Le soir de mon arrivée à Orléans, sur les conseils de mon hôtelier et munie d'un plan de la ville, je quitte l'hôtel et réussis l'exploit de parvenir jusqu'au restaurant Chez Eugène, tout en papotant avec ma copine Boug' (quand j'arrive à la choper au téléphone, je ne la lâche plus !)
Chez Eugène se trouve dans une ruelle sombre. Un des meilleurs restaurants de la ville, il est d'ailleurs complet. J'appelle mon hôtelier « Votre restaurant machin de zinc, il est où, déjà ? »
« Vous prenez la rue Bannier jusqu'à la place où Jeanne d'Arc est sur son cheval (elle a chevauché que ça, la pauvre, ndlr). Dans sa main droite, elle pointe une épée et vous indique ainsi la direction à prendre pour trouver le restaurant Brin de Zinc »(trop fort l'hôtelier, on se croirait dans la Chasse au Trésor, j'adore !)

EXTRAIT DE DONNÉES —
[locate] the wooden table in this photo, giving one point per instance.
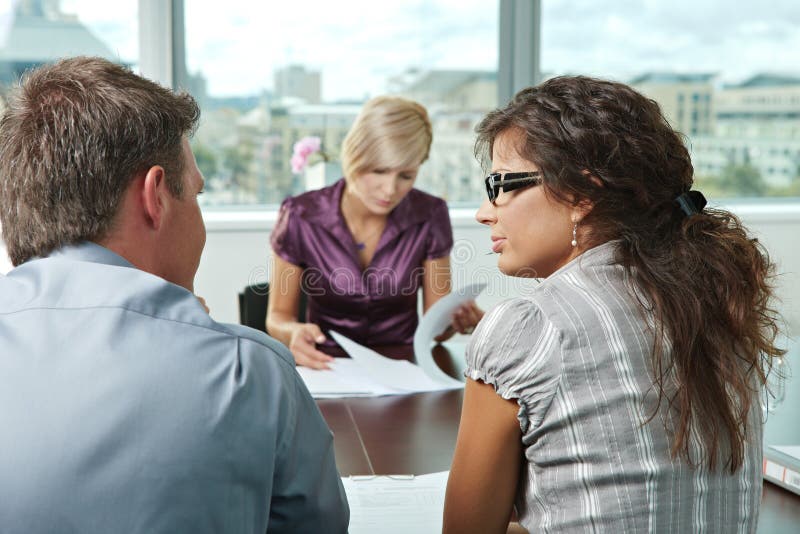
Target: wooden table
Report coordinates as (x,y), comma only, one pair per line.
(417,434)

TRAVAIL À FAIRE —
• a. Reproduisez le passage du récit de la soirée à Orléans qui commence à « Le soir de mon » et se termine à « Trésor, j'adore !) ».
• b. Dressez la liste de tous les lieux désignés par un nom propre dans le récit de la soirée à Orléans, dans l'ordre où ils apparaissent.
• c. Reprenez le récit de la soirée à Orléans et rédigez la suite à partir de sa dernière phrase.

RÉPONSES AUX CONSIGNES —
• a.
Le soir de mon arrivée à Orléans, sur les conseils de mon hôtelier et munie d'un plan de la ville, je quitte l'hôtel et réussis l'exploit de parvenir jusqu'au restaurant Chez Eugène, tout en papotant avec ma copine Boug' (quand j'arrive à la choper au téléphone, je ne la lâche plus !)
Chez Eugène se trouve dans une ruelle sombre. Un des meilleurs restaurants de la ville, il est d'ailleurs complet. J'appelle mon hôtelier « Votre restaurant machin de zinc, il est où, déjà ? »
« Vous prenez la rue Bannier jusqu'à la place où Jeanne d'Arc est sur son cheval (elle a chevauché que ça, la pauvre, ndlr). Dans sa main droite, elle pointe une épée et vous indique ainsi la direction à prendre pour trouver le restaurant Brin de Zinc »(trop fort l'hôtelier, on se croirait dans la Chasse au Trésor, j'adore !)

• b.
Orléans
Chez Eugène
rue Bannier
Brin de Zinc

• c.
Le Brin de Zinc,rue Sainte-Catherine, est animé et chaleureux. La carte, très riche, est écrite sur un format cahier d'école à carreaux. On m'installe à une table et je me plonge dans le bouquin que pour une fois, j'ai pensé à emmener. Comme je l'avais dit à Boug' sur la route, ce soir, je mange léger :
Le formidable os à moelle et son pain grillé, c'est léger ça, non ? (t'as raison, Multi-Sourires, y vont finir par croire que je passe réellement mon temps à bouffer). Les serveurs sont mignons comme tout au Brin de Zinc, « frais » est le terme qui convient.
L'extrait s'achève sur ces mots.